→ Data extracted from a collection:
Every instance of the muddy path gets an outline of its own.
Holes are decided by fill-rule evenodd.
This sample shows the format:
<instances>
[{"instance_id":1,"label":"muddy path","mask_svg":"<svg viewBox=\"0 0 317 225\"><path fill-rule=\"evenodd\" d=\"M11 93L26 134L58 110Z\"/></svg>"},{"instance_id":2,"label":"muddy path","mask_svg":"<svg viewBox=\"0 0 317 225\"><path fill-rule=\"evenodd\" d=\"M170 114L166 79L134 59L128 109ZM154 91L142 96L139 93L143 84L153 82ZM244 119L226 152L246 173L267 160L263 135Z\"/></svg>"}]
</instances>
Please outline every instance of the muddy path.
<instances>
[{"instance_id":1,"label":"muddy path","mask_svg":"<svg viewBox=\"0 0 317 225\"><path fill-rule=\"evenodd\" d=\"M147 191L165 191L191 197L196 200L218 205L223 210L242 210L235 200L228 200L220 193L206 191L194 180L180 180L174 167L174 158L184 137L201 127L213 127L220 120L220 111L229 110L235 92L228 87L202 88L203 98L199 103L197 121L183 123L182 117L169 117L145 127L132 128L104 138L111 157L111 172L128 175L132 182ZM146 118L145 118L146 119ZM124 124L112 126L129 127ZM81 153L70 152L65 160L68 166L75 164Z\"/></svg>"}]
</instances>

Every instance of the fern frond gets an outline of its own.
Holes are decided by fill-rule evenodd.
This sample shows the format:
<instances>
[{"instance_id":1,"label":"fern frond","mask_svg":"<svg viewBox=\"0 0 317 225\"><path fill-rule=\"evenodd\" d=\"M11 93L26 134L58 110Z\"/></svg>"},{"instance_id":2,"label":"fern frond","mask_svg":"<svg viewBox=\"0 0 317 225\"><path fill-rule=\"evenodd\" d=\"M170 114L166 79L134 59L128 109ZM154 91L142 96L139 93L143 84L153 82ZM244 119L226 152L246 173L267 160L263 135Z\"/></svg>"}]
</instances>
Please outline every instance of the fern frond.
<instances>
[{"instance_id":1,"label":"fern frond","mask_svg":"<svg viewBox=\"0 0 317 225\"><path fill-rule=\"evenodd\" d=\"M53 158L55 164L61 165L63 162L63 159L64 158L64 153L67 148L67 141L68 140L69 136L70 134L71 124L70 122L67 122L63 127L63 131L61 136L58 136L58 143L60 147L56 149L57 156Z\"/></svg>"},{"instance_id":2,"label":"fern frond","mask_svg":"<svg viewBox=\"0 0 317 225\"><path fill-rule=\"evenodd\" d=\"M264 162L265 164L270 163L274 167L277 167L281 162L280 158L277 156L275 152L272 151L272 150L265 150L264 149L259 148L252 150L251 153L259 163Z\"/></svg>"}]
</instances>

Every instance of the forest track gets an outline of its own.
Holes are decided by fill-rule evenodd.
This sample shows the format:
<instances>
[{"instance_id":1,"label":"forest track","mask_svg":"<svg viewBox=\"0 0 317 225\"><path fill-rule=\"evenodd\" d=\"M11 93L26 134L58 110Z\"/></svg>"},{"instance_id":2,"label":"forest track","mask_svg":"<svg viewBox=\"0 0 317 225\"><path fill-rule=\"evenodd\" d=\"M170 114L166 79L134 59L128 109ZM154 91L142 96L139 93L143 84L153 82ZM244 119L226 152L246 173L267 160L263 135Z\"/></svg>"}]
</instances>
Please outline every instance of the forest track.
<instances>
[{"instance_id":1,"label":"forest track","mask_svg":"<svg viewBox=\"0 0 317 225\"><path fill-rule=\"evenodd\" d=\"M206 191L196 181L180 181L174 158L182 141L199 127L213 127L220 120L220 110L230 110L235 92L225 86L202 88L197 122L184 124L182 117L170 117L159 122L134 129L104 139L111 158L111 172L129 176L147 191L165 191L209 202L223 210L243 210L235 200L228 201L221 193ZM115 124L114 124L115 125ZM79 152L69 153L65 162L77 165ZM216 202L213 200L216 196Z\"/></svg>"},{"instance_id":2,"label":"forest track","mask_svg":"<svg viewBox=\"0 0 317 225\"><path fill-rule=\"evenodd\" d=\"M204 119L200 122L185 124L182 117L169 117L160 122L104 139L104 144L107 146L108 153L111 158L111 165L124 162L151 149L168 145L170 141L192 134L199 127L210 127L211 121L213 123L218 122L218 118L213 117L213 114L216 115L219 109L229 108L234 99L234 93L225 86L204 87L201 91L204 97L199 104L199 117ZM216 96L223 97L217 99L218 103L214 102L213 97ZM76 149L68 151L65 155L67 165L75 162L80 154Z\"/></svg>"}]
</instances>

→ REQUIREMENTS:
Take the line with "Every instance of the forest track gets" and all lines after it through the end of the records, and write them out exactly; include nothing else.

→ ANSWER TO THIS PROBLEM:
Every instance of the forest track gets an outline of its own.
Holes are decided by fill-rule evenodd.
This sample shows the format:
<instances>
[{"instance_id":1,"label":"forest track","mask_svg":"<svg viewBox=\"0 0 317 225\"><path fill-rule=\"evenodd\" d=\"M11 93L26 134L58 110Z\"/></svg>"},{"instance_id":2,"label":"forest track","mask_svg":"<svg viewBox=\"0 0 317 225\"><path fill-rule=\"evenodd\" d=\"M170 114L166 79L134 59L128 109ZM154 91L142 96L139 93L143 84L153 82ZM244 119L226 152L246 173L267 160L263 135Z\"/></svg>"}]
</instances>
Please outline every instance of the forest track.
<instances>
[{"instance_id":1,"label":"forest track","mask_svg":"<svg viewBox=\"0 0 317 225\"><path fill-rule=\"evenodd\" d=\"M206 191L196 181L180 181L174 158L182 141L199 127L213 127L220 120L220 110L230 110L235 92L225 86L202 88L197 122L184 124L182 117L170 117L159 122L134 129L104 139L111 158L111 172L129 176L147 191L165 191L209 202L223 210L243 210L235 200L228 201L221 193ZM115 124L114 124L115 125ZM79 152L69 153L65 162L77 165ZM216 202L213 200L216 196Z\"/></svg>"},{"instance_id":2,"label":"forest track","mask_svg":"<svg viewBox=\"0 0 317 225\"><path fill-rule=\"evenodd\" d=\"M204 119L200 122L185 124L182 117L169 117L160 122L104 139L104 144L107 146L108 153L111 158L111 165L124 162L151 149L168 145L170 141L192 134L199 127L210 127L211 121L213 123L218 122L218 118L213 117L213 114L216 115L219 109L229 108L234 99L234 93L225 86L204 87L201 91L204 97L199 104L199 117ZM216 96L223 97L217 99L218 103L214 102L213 97ZM76 149L68 151L65 155L67 165L75 162L80 154Z\"/></svg>"}]
</instances>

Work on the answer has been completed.